====== EXTRACTED MATERIAL

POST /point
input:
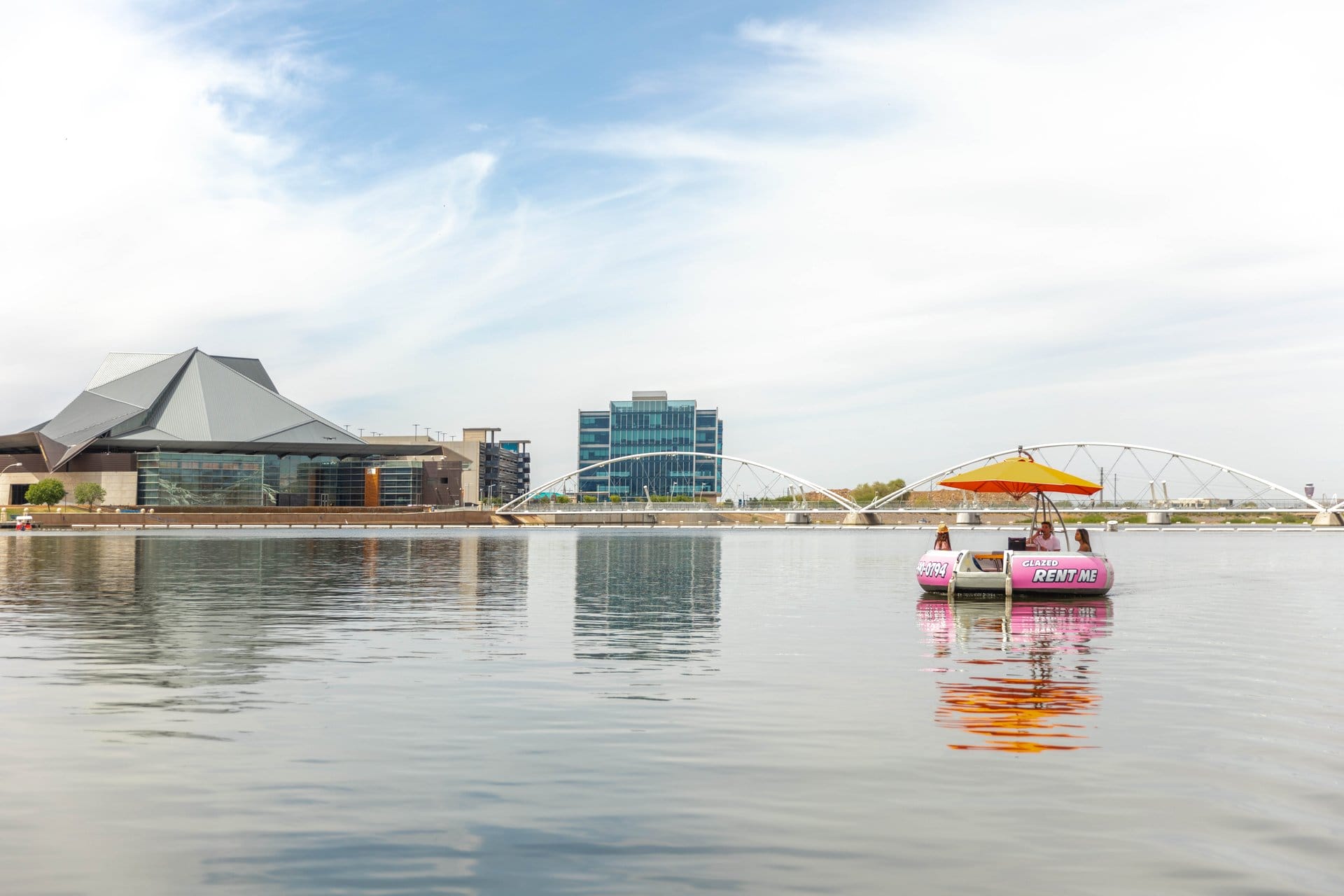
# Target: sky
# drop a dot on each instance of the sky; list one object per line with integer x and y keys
{"x": 881, "y": 238}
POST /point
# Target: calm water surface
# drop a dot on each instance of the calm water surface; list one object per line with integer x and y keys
{"x": 682, "y": 711}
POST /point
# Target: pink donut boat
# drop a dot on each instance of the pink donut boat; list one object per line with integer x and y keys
{"x": 1016, "y": 571}
{"x": 1011, "y": 573}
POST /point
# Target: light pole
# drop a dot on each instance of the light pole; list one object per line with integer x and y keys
{"x": 10, "y": 468}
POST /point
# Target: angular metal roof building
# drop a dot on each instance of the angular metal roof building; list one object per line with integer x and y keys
{"x": 187, "y": 402}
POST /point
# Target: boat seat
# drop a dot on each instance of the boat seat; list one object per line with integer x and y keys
{"x": 990, "y": 562}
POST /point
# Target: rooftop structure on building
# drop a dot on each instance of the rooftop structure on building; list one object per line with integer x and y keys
{"x": 495, "y": 470}
{"x": 202, "y": 429}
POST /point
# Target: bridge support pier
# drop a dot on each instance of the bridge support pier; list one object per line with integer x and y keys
{"x": 860, "y": 519}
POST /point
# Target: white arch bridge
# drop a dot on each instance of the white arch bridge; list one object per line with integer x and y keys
{"x": 1133, "y": 476}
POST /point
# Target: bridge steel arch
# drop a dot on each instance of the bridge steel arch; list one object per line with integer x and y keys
{"x": 812, "y": 486}
{"x": 1222, "y": 468}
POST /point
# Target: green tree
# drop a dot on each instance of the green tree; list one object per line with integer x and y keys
{"x": 89, "y": 493}
{"x": 46, "y": 492}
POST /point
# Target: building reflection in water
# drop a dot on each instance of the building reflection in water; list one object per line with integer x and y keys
{"x": 1021, "y": 675}
{"x": 648, "y": 599}
{"x": 204, "y": 615}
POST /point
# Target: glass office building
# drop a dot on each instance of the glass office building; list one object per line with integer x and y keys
{"x": 651, "y": 422}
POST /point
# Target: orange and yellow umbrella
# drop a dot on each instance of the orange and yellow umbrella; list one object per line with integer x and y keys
{"x": 1021, "y": 476}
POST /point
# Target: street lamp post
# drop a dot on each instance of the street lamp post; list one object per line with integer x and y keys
{"x": 10, "y": 468}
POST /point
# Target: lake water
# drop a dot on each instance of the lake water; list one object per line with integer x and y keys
{"x": 609, "y": 711}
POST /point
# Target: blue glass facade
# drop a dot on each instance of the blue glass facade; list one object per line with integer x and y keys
{"x": 651, "y": 422}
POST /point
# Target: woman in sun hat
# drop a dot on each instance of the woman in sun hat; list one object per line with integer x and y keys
{"x": 942, "y": 542}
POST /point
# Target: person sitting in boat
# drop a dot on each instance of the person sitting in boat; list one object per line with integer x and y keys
{"x": 942, "y": 542}
{"x": 1043, "y": 539}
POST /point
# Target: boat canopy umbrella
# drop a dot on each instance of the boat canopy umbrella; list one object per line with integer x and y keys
{"x": 1019, "y": 477}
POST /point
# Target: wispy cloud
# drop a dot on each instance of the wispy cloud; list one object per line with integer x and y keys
{"x": 918, "y": 234}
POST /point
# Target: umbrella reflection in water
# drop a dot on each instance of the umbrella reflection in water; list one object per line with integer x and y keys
{"x": 1043, "y": 653}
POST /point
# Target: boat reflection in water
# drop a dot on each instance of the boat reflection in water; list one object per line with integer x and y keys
{"x": 1021, "y": 673}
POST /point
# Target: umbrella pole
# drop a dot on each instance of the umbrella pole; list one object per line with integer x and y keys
{"x": 1058, "y": 514}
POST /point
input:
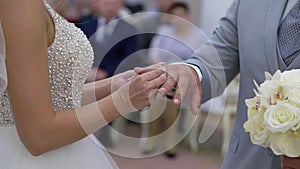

============

• _EXERCISE DIRECTIONS_: Could you print all of the entries above exactly as written, minus the pictures?

• _YOUR RESPONSE_:
POST /point
input:
# Target: sky
# drop a dot on each instance of the sky; list one object per line with integer x and y keys
{"x": 881, "y": 238}
POST /point
# Target: calm water surface
# drop a dot on each instance of the calm water surface; list one object per line with integer x and y keys
{"x": 682, "y": 711}
POST /point
# Target: pink donut boat
# drop a dot on each instance of the pink donut boat; list one object per line with integer x and y keys
{"x": 1016, "y": 571}
{"x": 1011, "y": 573}
POST /point
# Target: light pole
# drop a dot on each instance of the light pole; list one object per line with integer x and y keys
{"x": 10, "y": 468}
POST /point
# Target: angular metal roof building
# drop a dot on each instance of the angular metal roof building; list one object per line with integer x and y keys
{"x": 187, "y": 402}
POST /point
# Target: boat seat
# drop a dot on each instance of the boat seat; list one object per line with integer x and y keys
{"x": 990, "y": 562}
POST /point
# Target: rooftop structure on building
# drop a dot on each instance of the rooftop structure on building; list one object per line with integer x and y keys
{"x": 495, "y": 470}
{"x": 202, "y": 429}
POST /point
# Target: bridge support pier
# drop a dot on each instance of the bridge support pier; list one object per line with integer x and y keys
{"x": 860, "y": 519}
POST /point
# Target: white arch bridge
# drop a dot on each instance of the white arch bridge; list one object per line with integer x and y keys
{"x": 1133, "y": 476}
POST /point
# Target: bridge steel arch
# drop a dot on each instance of the bridge steel arch; list one object per line with integer x and y keys
{"x": 812, "y": 486}
{"x": 1222, "y": 468}
POST /point
# Target: green tree
# drop a dot on each instance of the green tree; list one object per line with integer x and y keys
{"x": 89, "y": 493}
{"x": 46, "y": 492}
POST /point
# Target: building reflection in water
# drop a dot on each instance of the building reflection in water; list one object per line with integer x and y keys
{"x": 1021, "y": 675}
{"x": 648, "y": 599}
{"x": 204, "y": 615}
POST /point
# Target: glass office building
# drop a dot on each instance of the glass office building; list one object per line with integer x and y keys
{"x": 651, "y": 422}
POST /point
# Target: orange and yellow umbrella
# drop a dot on each instance of the orange and yellow umbrella; list one object per line with integer x and y keys
{"x": 1021, "y": 476}
POST /point
# Target: street lamp post
# drop a dot on each instance of the street lamp post; list one object per line with integer x and y keys
{"x": 10, "y": 468}
POST /point
# Target: lake water
# drop a dot on each instance of the lake water; list one object per line with integer x and y keys
{"x": 609, "y": 711}
POST /point
# Target: blue glass facade
# drop a dot on each instance of the blue glass facade; list one object per line with integer x and y keys
{"x": 651, "y": 422}
POST /point
# Target: woman in sun hat
# drop a dot on each instance of the woman in sun hat; list one object per line with integer x and y keys
{"x": 942, "y": 542}
POST /point
# Target: person sitting in boat
# drop a dot on each instance of the person sitting in boat; list one object per line with integer x and y keys
{"x": 942, "y": 542}
{"x": 1043, "y": 539}
POST /point
# Target: boat canopy umbrella
# drop a dot on each instance of the boat canopy umbrella; list one object per line with integer x and y keys
{"x": 1019, "y": 477}
POST /point
# Target: wispy cloud
# drop a dot on each instance of the wispy cloud; list one object per line with integer x and y keys
{"x": 918, "y": 234}
POST /point
# Target: umbrella reflection in water
# drop a dot on each instance of the umbrella reflection in water; list one object per line with integer x and y keys
{"x": 1043, "y": 653}
POST /point
# Target: boat reflection in water
# drop a dot on each instance of the boat reflection in water; list one object per line with integer x and y keys
{"x": 1021, "y": 673}
POST /point
# Target: umbrella pole
# drop a dot on each instance of the umbrella pole; list one object per line with integer x and y keys
{"x": 1058, "y": 514}
POST /point
input:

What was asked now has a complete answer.